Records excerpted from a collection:
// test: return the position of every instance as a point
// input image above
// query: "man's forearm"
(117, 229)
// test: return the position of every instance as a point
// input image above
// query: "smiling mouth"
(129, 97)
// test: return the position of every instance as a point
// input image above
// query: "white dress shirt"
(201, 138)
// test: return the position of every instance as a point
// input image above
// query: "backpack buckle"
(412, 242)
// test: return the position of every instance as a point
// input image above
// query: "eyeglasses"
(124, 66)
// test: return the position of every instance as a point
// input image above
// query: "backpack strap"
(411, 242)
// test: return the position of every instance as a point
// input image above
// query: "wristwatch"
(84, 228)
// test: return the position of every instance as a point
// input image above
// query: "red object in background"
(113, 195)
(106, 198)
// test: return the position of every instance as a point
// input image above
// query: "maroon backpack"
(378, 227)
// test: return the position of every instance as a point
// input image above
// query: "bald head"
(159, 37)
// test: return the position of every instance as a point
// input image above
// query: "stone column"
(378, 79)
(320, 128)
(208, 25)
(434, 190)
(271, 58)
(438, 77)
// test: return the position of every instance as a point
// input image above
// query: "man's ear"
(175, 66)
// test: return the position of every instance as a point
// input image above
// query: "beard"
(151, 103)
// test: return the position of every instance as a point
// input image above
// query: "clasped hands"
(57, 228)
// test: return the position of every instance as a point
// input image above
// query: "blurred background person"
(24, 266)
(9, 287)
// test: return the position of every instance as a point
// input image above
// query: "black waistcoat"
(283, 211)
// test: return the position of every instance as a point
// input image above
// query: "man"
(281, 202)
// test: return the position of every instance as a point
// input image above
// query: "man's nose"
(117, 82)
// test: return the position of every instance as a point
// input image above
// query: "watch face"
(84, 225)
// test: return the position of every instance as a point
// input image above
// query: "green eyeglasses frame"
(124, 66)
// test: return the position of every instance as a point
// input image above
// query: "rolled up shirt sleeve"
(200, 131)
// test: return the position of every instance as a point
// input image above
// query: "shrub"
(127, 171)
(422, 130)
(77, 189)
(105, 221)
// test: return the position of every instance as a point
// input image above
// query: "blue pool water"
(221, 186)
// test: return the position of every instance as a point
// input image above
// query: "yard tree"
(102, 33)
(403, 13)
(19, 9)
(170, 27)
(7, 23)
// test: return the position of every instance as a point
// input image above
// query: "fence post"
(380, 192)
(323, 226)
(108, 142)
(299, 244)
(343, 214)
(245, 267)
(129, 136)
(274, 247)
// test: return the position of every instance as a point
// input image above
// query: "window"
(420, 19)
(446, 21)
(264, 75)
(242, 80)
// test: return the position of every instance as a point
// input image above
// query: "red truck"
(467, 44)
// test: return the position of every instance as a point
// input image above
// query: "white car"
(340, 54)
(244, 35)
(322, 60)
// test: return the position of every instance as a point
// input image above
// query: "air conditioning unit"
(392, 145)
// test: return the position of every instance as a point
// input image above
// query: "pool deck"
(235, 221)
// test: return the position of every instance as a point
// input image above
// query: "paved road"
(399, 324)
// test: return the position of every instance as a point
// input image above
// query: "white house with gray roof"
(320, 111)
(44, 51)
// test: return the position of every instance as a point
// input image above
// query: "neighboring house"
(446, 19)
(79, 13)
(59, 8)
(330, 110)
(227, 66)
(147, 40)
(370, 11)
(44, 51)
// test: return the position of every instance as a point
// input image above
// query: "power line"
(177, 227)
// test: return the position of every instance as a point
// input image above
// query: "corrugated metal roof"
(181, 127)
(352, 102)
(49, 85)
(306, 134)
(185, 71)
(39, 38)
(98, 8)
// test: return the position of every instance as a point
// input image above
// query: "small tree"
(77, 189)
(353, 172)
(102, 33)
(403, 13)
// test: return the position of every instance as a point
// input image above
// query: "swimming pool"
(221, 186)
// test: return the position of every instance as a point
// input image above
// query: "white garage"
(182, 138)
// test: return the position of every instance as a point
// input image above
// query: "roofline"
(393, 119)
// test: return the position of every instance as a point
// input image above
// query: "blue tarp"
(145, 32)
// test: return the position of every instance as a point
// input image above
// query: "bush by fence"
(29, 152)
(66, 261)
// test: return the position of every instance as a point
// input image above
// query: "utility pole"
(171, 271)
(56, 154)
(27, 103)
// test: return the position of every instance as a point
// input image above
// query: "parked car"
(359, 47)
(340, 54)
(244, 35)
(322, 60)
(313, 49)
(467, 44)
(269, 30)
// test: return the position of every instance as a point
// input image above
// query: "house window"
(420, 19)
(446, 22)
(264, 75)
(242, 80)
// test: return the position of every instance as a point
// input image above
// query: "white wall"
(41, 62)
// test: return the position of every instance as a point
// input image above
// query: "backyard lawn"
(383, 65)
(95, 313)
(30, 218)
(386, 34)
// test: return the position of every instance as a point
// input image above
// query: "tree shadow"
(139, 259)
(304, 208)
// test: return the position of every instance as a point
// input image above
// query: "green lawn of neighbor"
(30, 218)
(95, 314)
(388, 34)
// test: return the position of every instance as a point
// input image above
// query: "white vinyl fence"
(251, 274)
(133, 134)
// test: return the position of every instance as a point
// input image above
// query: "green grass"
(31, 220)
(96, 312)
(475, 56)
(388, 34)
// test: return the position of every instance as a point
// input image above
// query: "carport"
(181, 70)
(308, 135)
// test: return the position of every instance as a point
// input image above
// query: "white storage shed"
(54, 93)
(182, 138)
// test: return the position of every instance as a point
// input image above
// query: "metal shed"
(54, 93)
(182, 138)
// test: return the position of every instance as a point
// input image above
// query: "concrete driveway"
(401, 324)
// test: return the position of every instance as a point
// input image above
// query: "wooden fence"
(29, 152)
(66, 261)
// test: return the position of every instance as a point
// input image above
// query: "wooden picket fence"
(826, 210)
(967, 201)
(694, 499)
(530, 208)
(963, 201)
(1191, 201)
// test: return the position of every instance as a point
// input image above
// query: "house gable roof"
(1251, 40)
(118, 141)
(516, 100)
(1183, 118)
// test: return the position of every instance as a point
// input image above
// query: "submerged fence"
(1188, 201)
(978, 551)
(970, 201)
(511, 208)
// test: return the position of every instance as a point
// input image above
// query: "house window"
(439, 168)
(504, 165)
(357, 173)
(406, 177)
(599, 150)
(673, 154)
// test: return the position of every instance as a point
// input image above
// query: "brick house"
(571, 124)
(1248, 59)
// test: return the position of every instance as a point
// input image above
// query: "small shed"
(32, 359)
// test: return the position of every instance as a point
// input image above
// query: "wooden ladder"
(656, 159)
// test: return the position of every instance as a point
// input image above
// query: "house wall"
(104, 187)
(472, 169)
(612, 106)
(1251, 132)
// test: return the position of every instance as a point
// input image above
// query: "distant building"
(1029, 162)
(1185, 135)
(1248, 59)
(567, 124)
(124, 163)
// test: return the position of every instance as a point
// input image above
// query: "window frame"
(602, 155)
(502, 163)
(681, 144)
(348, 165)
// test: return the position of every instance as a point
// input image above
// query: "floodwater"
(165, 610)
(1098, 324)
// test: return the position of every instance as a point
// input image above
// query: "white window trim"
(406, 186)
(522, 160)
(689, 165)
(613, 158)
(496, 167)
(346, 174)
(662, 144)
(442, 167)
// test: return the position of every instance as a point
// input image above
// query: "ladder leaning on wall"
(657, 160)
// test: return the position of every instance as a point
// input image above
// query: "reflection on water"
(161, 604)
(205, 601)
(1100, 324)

§ **REQUEST**
Please reproduce each line exactly as written.

§ **REPLY**
// test: return the position of every instance as a point
// input image above
// query: "man's forearm"
(117, 229)
// test: return the position of every instance as a point
// input image above
// query: "smiling mouth"
(129, 97)
// test: return the position of every instance as a point
// input image above
// query: "white dress shirt"
(201, 138)
// test: return the position of every instance as a point
// input image above
// query: "backpack buckle"
(412, 242)
// test: return the position of every instance as a point
// input image above
// query: "eyeglasses"
(124, 66)
// test: return the position of every instance as a point
// input image above
// query: "backpack strap"
(411, 242)
// test: return the position of every instance as a point
// input image above
// query: "wristwatch"
(84, 228)
// test: return the position of every instance as a point
// input image above
// query: "red object in background"
(113, 195)
(106, 198)
// test: return the position of every instance as a point
// input image above
// query: "maroon backpack"
(378, 227)
// test: return the position of every instance as a point
// input image above
// query: "bald head"
(159, 37)
// test: return the position of every instance as a point
// input image above
// query: "stone column"
(378, 79)
(320, 128)
(208, 25)
(434, 190)
(271, 58)
(438, 77)
// test: return the position of every instance as a point
// input image above
// query: "man's ear"
(175, 66)
// test: return the position of every instance as a point
// input image above
// query: "beard"
(151, 103)
// test: return the position of every instance as a point
// input image above
// query: "clasped hands"
(57, 228)
// test: return the position of every instance as a point
// input image above
// query: "blurred background person"
(24, 266)
(9, 287)
// test: return the position of every instance as a point
// input image above
// query: "black waistcoat"
(283, 211)
// test: return the position of every instance as a point
// input image above
// query: "man"
(281, 202)
// test: return the position of every instance as a point
// input image above
// query: "man's nose"
(117, 82)
// test: return the position of every instance as a point
// input image above
// query: "watch face"
(84, 225)
// test: return the position of every instance as a point
// input image above
// query: "green eyeglasses frame"
(124, 66)
// test: return the position of every instance as a point
// input image above
// query: "rolled up shirt sleeve"
(200, 131)
// test: return the position of every instance as a point
// input image above
// query: "shrub"
(127, 171)
(422, 130)
(77, 189)
(105, 221)
// test: return the position of every instance as a point
// input image above
// query: "blue pool water"
(221, 186)
// test: return the position of every instance as a point
// input image above
// query: "yard tree"
(102, 33)
(403, 13)
(19, 9)
(170, 27)
(7, 23)
// test: return the position of every instance as a point
// input image above
// query: "fence post"
(380, 192)
(323, 226)
(108, 142)
(299, 244)
(343, 214)
(245, 267)
(129, 136)
(274, 247)
// test: return the position of every instance as a point
// input image above
// query: "window"
(420, 19)
(446, 21)
(264, 75)
(242, 80)
// test: return the position of every instance as a point
// input image above
// query: "red truck"
(467, 44)
// test: return the position of every instance as a point
// input image above
// query: "white car"
(340, 54)
(244, 35)
(322, 60)
// test: return the position of every instance as a point
// input image above
// query: "air conditioning unit"
(392, 145)
// test: return the position of every instance as a point
// input image above
// query: "pool deck"
(235, 221)
// test: return the position of every instance as a point
// input image above
// query: "paved road"
(399, 324)
// test: return the position of every instance as a point
// input image above
// query: "white house with gray roof"
(320, 111)
(44, 51)
// test: return the position of every instance as a point
// input image above
// query: "neighboring house"
(446, 19)
(79, 13)
(59, 8)
(330, 110)
(227, 66)
(147, 40)
(370, 11)
(44, 51)
// test: return the position of every instance as a point
// input image above
// query: "power line"
(177, 227)
// test: return the position of every instance as a point
// input image above
// query: "corrugated metal roof"
(181, 127)
(352, 102)
(49, 85)
(306, 134)
(185, 71)
(39, 38)
(98, 8)
// test: return the position of every instance as a point
// input image above
// query: "small tree"
(77, 189)
(353, 172)
(102, 33)
(403, 13)
// test: return the position of every instance as a point
// input image above
// query: "swimming pool"
(221, 186)
// test: return the position of every instance as a point
// input image above
// query: "white garage"
(182, 138)
// test: return the position of every instance as a point
// input image above
// query: "roofline"
(393, 119)
// test: return the position of every instance as a point
// input image above
// query: "blue tarp"
(145, 32)
// test: return the position of every instance as a point
// input image above
// query: "bush by fence"
(29, 152)
(66, 261)
// test: return the position of every instance as a point
// input image above
// query: "utility pole"
(171, 271)
(56, 154)
(27, 103)
// test: return the position of every instance as a point
// input image above
// query: "parked car"
(359, 47)
(340, 54)
(244, 35)
(322, 60)
(313, 49)
(467, 44)
(269, 30)
// test: return the position of every instance as a point
// input image above
// query: "house window"
(420, 19)
(446, 22)
(264, 75)
(242, 80)
// test: return the position of every instance as a point
// input image above
// query: "white wall"
(41, 62)
// test: return the position of every instance as a point
// input image above
// query: "backyard lawn"
(383, 65)
(95, 313)
(30, 218)
(386, 34)
// test: return the position of every instance as a point
// input image above
// query: "tree shadow"
(139, 259)
(304, 208)
// test: return the position of every instance as a point
// input image above
// query: "green lawn of neighbor"
(30, 218)
(95, 314)
(388, 34)
// test: return the position of every instance as a point
// input image above
// query: "white vinyl fence"
(251, 274)
(133, 134)
// test: return the position of every instance as a point
// input image above
// query: "green grass"
(31, 220)
(96, 312)
(475, 56)
(388, 34)
// test: return the position of every instance as a point
// input image above
// query: "carport"
(181, 70)
(308, 135)
// test: return the position of every instance as a point
// input image above
// query: "white storage shed"
(54, 93)
(182, 138)
// test: return the position of every instance as a point
// input image above
// query: "metal shed"
(54, 93)
(182, 138)
// test: return the position of every instance as a point
// input image above
// query: "concrete driveway"
(401, 324)
// test: return the position of every instance as a point
// input image above
// query: "wooden fence"
(29, 152)
(66, 261)
// test: return the position of every instance as a point
// input image above
// query: "wooden picket fence"
(826, 210)
(967, 201)
(694, 499)
(530, 208)
(963, 201)
(1191, 201)
// test: return the position of every instance as a point
// input image above
// query: "house gable roof"
(1251, 40)
(118, 141)
(516, 100)
(1183, 118)
// test: return the position of every instance as a point
// input image above
// query: "submerged fence"
(1188, 201)
(978, 551)
(970, 201)
(511, 208)
// test: return the position of every instance as a point
// input image above
// query: "house window"
(439, 168)
(504, 165)
(357, 173)
(406, 177)
(599, 150)
(673, 154)
// test: return the position of every instance as a point
// input image above
// query: "brick house"
(571, 124)
(1248, 59)
// test: return the position of every instance as a point
// input image above
// query: "small shed"
(32, 359)
// test: return the position of every instance as a point
// input image above
// query: "wooden ladder"
(656, 159)
// test: return the position of every instance as a point
// input image above
// query: "house wall"
(104, 187)
(472, 169)
(612, 106)
(1251, 132)
// test: return the position of every instance as a point
// input image above
// query: "distant building"
(1029, 162)
(1185, 135)
(1248, 59)
(567, 124)
(124, 163)
// test: return the position of every instance as a point
// input image above
// query: "window frame"
(602, 155)
(502, 163)
(681, 144)
(348, 165)
// test: return the position of every instance as a point
// input image above
// query: "floodwater"
(165, 610)
(1098, 324)
// test: return the position of every instance as a point
// input image above
// query: "white window trim"
(406, 186)
(522, 160)
(689, 165)
(613, 158)
(496, 167)
(346, 174)
(662, 144)
(442, 167)
// test: return the position of every instance as a point
// input image above
// query: "ladder leaning on wall"
(657, 160)
// test: return the position of every instance as a point
// input image above
// query: "reflection on water"
(161, 604)
(205, 601)
(1100, 324)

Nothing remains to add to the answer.